» **ASSIGNED TASK**:
An exact copy of the lines from the one containing "Put a dot on the person wearing" to the end of the records below is required, and nothing else.

» **DATA FOR PROCESSING**:
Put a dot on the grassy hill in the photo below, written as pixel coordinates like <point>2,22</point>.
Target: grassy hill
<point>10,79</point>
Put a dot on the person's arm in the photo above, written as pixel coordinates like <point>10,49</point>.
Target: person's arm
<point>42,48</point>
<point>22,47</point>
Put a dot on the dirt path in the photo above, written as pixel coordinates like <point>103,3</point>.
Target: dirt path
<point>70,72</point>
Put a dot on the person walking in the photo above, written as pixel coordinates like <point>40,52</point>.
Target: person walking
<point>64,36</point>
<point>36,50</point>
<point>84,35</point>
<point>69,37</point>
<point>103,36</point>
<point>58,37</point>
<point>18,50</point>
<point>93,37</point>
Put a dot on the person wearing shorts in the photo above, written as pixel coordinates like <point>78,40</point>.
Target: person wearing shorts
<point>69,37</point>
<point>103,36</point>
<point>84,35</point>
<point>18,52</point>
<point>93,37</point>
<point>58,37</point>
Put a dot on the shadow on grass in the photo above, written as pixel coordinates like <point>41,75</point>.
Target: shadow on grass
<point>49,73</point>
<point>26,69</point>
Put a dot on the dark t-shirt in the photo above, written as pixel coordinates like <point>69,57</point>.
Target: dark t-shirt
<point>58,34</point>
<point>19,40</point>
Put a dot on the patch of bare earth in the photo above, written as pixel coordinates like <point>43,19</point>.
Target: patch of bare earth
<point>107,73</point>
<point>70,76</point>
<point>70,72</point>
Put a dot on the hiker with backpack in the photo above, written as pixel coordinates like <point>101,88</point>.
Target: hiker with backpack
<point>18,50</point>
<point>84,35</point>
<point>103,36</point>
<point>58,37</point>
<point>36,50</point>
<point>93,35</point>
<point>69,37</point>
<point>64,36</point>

» **THE COMPLETED TASK**:
Put a dot on the person wearing shorts in the photo above, written as pixel coordinates like <point>78,40</point>.
Target: person wearing shorts
<point>69,37</point>
<point>103,36</point>
<point>84,35</point>
<point>18,52</point>
<point>93,37</point>
<point>58,37</point>
Put a dot on the shadow on grass in the photo above, written as pixel coordinates like <point>41,75</point>.
Target: shadow on grass
<point>49,73</point>
<point>26,69</point>
Put a dot on the dark t-shirt in the photo above, written as pixel coordinates like <point>69,57</point>.
Target: dark t-shirt
<point>58,34</point>
<point>19,40</point>
Put a dot on the patch of bare earth in the photo above, written as pixel coordinates like <point>43,19</point>.
Target: patch of bare earth
<point>107,73</point>
<point>70,76</point>
<point>70,72</point>
Put a dot on the hiker with backpack in the photo above, written as pixel coordinates like <point>101,88</point>.
Target: hiker with backpack
<point>18,50</point>
<point>84,35</point>
<point>103,36</point>
<point>58,37</point>
<point>36,50</point>
<point>93,35</point>
<point>69,37</point>
<point>64,36</point>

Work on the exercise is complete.